### WHAT TO DO:
Skip every image and restate the data word for word.

--- BEGIN SOURCE RECORDS ---

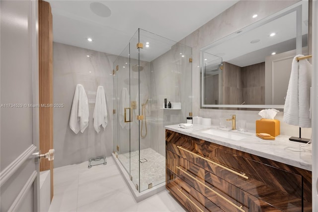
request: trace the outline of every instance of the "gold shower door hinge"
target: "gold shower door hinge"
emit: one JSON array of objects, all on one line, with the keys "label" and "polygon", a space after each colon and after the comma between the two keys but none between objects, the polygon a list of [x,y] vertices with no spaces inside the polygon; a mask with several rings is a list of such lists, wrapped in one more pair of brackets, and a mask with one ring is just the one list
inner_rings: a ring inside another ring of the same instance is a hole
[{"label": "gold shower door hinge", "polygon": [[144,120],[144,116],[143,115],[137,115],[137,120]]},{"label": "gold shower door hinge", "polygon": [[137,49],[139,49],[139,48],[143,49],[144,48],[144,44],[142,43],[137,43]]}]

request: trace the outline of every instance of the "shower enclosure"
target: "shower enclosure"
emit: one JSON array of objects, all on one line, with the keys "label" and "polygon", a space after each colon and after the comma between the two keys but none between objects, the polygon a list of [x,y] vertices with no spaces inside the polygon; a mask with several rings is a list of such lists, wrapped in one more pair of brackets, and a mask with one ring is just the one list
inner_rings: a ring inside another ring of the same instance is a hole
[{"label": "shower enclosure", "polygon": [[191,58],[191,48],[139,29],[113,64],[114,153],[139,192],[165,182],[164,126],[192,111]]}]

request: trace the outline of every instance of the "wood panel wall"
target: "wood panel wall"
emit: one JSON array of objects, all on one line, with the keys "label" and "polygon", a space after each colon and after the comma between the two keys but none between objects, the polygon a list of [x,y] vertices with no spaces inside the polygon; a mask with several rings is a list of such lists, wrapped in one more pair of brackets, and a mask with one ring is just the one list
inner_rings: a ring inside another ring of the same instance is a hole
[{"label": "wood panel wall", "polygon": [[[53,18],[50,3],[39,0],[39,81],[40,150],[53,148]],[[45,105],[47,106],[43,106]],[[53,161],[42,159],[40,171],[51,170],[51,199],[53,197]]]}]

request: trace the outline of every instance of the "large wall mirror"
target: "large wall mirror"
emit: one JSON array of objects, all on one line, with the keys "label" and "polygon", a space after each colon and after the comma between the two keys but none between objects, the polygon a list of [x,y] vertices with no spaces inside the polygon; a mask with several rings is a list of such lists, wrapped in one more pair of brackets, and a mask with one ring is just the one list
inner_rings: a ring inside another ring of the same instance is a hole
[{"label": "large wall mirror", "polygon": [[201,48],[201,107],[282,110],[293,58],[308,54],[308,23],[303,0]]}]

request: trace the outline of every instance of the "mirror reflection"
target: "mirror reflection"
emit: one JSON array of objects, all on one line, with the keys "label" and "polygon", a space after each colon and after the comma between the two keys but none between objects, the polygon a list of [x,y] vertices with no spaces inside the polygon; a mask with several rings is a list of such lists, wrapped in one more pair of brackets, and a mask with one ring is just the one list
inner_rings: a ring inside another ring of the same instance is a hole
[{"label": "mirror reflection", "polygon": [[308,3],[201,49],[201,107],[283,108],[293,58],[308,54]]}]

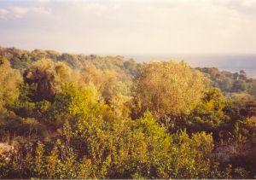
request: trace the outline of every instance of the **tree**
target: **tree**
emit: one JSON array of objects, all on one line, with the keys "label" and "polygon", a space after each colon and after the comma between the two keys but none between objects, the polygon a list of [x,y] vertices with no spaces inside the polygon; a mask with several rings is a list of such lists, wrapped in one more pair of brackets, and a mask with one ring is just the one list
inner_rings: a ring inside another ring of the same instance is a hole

--- END SOURCE RECORDS ---

### REPLY TO THE EXERCISE:
request: trace the outline of every instance of the "gold shower door hinge"
target: "gold shower door hinge"
emit: one JSON array of objects, all on one line, with the keys "label" and "polygon", a space after each colon and after the comma between the two keys but none between objects, the polygon a list of [x,y] vertices with no spaces inside the polygon; a mask with several rings is a list of such lists, wrapped in one more pair of brackets, and a mask with one ring is just the one list
inner_rings: a ring inside another ring of the same instance is a hole
[{"label": "gold shower door hinge", "polygon": [[144,120],[144,116],[143,115],[137,115],[137,120]]},{"label": "gold shower door hinge", "polygon": [[137,49],[139,49],[139,48],[143,49],[144,48],[144,44],[142,43],[137,43]]}]

request: trace the outline of every instance of the "shower enclosure"
target: "shower enclosure"
emit: one JSON array of objects, all on one line, with the keys "label" and "polygon", a space after each colon and after the comma between the two keys but none between objects, the polygon a list of [x,y] vertices with no spaces inside the polygon; a mask with several rings is a list of such lists, wrapped in one more pair of brackets, and a mask with one ring is just the one list
inner_rings: a ring inside another ring of the same instance is a hole
[{"label": "shower enclosure", "polygon": [[191,58],[191,48],[139,29],[113,64],[114,153],[139,192],[165,182],[164,126],[192,111]]}]

request: trace the outline of every instance of the "wood panel wall"
target: "wood panel wall"
emit: one JSON array of objects, all on one line, with the keys "label" and "polygon", a space after each colon and after the comma between the two keys but none between objects, the polygon a list of [x,y] vertices with no spaces inside the polygon; a mask with several rings is a list of such lists, wrapped in one more pair of brackets, and a mask with one ring is just the one list
inner_rings: a ring inside another ring of the same instance is a hole
[{"label": "wood panel wall", "polygon": [[[53,18],[50,3],[39,0],[39,81],[40,150],[53,148]],[[45,105],[47,106],[43,106]],[[53,161],[42,159],[40,171],[51,170],[51,199],[53,197]]]}]

request: trace the outline of every instance of the "large wall mirror"
target: "large wall mirror"
emit: one JSON array of objects, all on one line, with the keys "label" and "polygon", a space after each colon and after the comma between the two keys but none between objects, the polygon a list of [x,y] vertices with no spaces inside the polygon; a mask with several rings is a list of such lists, wrapped in one more pair of brackets, and a mask with one ring is just the one list
inner_rings: a ring inside another ring of the same instance is a hole
[{"label": "large wall mirror", "polygon": [[201,48],[201,107],[282,110],[293,58],[308,54],[308,23],[303,0]]}]

request: trace the outline of every instance of the "mirror reflection"
target: "mirror reflection"
emit: one JSON array of objects, all on one line, with the keys "label" and "polygon", a space after each colon and after the comma between the two keys but none between objects, the polygon a list of [x,y] vertices with no spaces inside the polygon; a mask with several rings is a list of such lists, wrapped in one more pair of brackets, and a mask with one ring is just the one list
inner_rings: a ring inside another ring of the same instance is a hole
[{"label": "mirror reflection", "polygon": [[308,3],[201,49],[201,107],[283,108],[293,58],[308,54]]}]

request: trace the outline of every instance of the **tree**
target: **tree**
emit: one JSON array of objects, all on one line, with the keys "label" and "polygon", a space after each colon and after the comma between the two keys but none between objects, the polygon a list of [x,y] vertices with no spaces inside the polygon; a mask with several rings is a list of such lists, wrapped in one more pair of brackets, and a mask with one ring is just the one list
inner_rings: a ring inside another ring of the same instance is a hole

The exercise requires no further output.